• **LISTED ENTRIES**:
|---|

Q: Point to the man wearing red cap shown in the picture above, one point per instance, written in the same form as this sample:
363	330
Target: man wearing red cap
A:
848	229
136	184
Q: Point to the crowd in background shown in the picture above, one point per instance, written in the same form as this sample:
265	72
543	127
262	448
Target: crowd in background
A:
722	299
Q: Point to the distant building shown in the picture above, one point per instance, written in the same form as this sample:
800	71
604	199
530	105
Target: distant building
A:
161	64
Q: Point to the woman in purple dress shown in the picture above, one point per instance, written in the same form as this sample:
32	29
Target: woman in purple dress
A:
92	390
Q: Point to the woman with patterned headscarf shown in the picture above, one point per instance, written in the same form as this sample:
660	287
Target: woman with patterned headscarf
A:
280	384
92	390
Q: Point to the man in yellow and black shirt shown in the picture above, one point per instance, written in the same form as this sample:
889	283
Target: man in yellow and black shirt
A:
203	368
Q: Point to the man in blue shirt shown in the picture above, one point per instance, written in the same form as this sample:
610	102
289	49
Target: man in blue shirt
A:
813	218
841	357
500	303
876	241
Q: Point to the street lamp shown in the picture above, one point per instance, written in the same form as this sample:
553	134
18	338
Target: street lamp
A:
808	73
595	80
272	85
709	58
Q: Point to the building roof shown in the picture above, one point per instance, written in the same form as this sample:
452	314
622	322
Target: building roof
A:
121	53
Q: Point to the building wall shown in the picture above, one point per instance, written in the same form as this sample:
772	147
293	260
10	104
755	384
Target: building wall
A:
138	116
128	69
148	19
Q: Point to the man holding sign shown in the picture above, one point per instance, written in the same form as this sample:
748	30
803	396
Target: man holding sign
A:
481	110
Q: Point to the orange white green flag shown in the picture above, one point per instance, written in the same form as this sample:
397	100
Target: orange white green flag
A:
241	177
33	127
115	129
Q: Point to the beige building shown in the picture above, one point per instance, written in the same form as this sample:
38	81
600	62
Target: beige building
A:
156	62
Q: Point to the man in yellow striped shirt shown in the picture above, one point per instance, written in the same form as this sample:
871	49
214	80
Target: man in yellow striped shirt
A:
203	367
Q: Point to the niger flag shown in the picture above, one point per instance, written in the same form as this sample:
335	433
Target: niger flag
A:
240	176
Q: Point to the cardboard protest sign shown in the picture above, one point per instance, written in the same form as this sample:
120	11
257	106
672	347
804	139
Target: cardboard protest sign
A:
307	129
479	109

|---|

• **DIRECTIONS FOR THIS TASK**:
Render the lines above as a Markdown table with the columns Row and Line, numbering each row and leaving out blank lines.

• **EXERCISE RESPONSE**:
| Row | Line |
|---|---|
| 1 | Q: Point to the man wearing red cap shown in the picture above, one point per instance, written in the same form as this sample: |
| 2 | 363	330 |
| 3 | Target: man wearing red cap |
| 4 | A: |
| 5 | 848	229 |
| 6 | 136	184 |
| 7 | Q: Point to the crowd in background shown in the picture above, one point per instance, written in the same form as this sample: |
| 8 | 265	72 |
| 9 | 543	127 |
| 10 | 262	448 |
| 11 | Target: crowd in background |
| 12 | A: |
| 13 | 722	299 |
| 14 | Q: Point to the distant building shown in the picture above, one point per instance, written in the same form as this sample: |
| 15 | 800	71 |
| 16 | 604	199 |
| 17 | 530	105 |
| 18 | Target: distant building |
| 19 | A: |
| 20 | 161	64 |
| 21 | Q: Point to the woman in purple dress shown in the picture above, one point per instance, written in the same form as this sample: |
| 22 | 32	29 |
| 23 | Target: woman in purple dress |
| 24 | A: |
| 25 | 92	390 |
| 26 | Q: Point to the woman with patterned headscarf shown in the picture above, one point per instance, written in the same form as this sample: |
| 27 | 660	287 |
| 28 | Target: woman with patterned headscarf |
| 29 | A: |
| 30 | 280	384 |
| 31 | 92	390 |
| 32 | Q: Point to the man in yellow and black shirt shown in the picture above, one point per instance, written in the same form as this sample: |
| 33 | 889	283 |
| 34 | Target: man in yellow and black shirt |
| 35 | A: |
| 36 | 203	368 |
| 37 | Q: Point to the man in blue shirt shown in the picture above, one point per instance, written in the same form as this sample: |
| 38 | 610	102 |
| 39 | 289	49 |
| 40 | Target: man in blue shirt |
| 41 | A: |
| 42 | 813	218 |
| 43 | 841	357 |
| 44 | 500	303 |
| 45 | 876	241 |
| 46 | Q: Point to the street lamp shown in the picture above, one point per instance, written in the same form as this sample: |
| 47 | 553	134 |
| 48 | 18	338 |
| 49 | Target: street lamp |
| 50 | A: |
| 51 | 808	73 |
| 52 | 595	80 |
| 53 | 272	85 |
| 54 | 709	58 |
| 55 | Q: Point to the building roof shown in the picture above, one point per instance, written in the same form as this sample: |
| 56 | 452	314 |
| 57 | 622	322 |
| 58 | Target: building roof |
| 59 | A: |
| 60 | 121	53 |
| 61 | Q: Point to the building wall shown in the picture above, one point per instance, written in the same form as this sample: |
| 62 | 772	147 |
| 63 | 293	260 |
| 64 | 10	104 |
| 65 | 755	384 |
| 66 | Target: building wall |
| 67 | A: |
| 68 | 138	116 |
| 69 | 128	69 |
| 70 | 148	19 |
| 71 | Q: Point to the man holding sign shown in the picture above, one point per instance, written in the same form as this sample: |
| 72 | 748	30 |
| 73 | 803	396 |
| 74 | Target: man holding sign |
| 75 | A: |
| 76 | 481	110 |
| 77 | Q: Point to the orange white green flag shown in the picture above, one point per instance, written in the same form as this sample: |
| 78 | 397	100 |
| 79 | Target: orange white green flag |
| 80 | A: |
| 81 | 241	177 |
| 82 | 33	127 |
| 83 | 115	129 |
| 84 | Q: Point to the beige building shown in the picture above, one point per instance, written in the same form as this sample: |
| 85 | 38	81 |
| 86 | 600	62 |
| 87 | Target: beige building |
| 88 | A: |
| 89 | 156	62 |
| 90 | Q: Point to the man in yellow striped shirt shown in the picture above, one point per instance, written in the same form as this sample: |
| 91 | 871	49 |
| 92 | 214	80 |
| 93 | Target: man in yellow striped shirt |
| 94 | A: |
| 95 | 203	367 |
| 96 | Q: Point to the niger flag shown in the picture above, one point per instance, written in the same form as this sample: |
| 97 | 335	433 |
| 98 | Target: niger flag |
| 99 | A: |
| 100 | 240	176 |
| 101 | Q: Point to the cardboard protest sign shown in the picture above, one point per instance, written in the same form as this sample: |
| 102 | 120	11 |
| 103 | 257	106 |
| 104 | 672	347 |
| 105 | 804	139 |
| 106 | Target: cardboard protest sign |
| 107 | A: |
| 108 | 307	129 |
| 109 | 479	109 |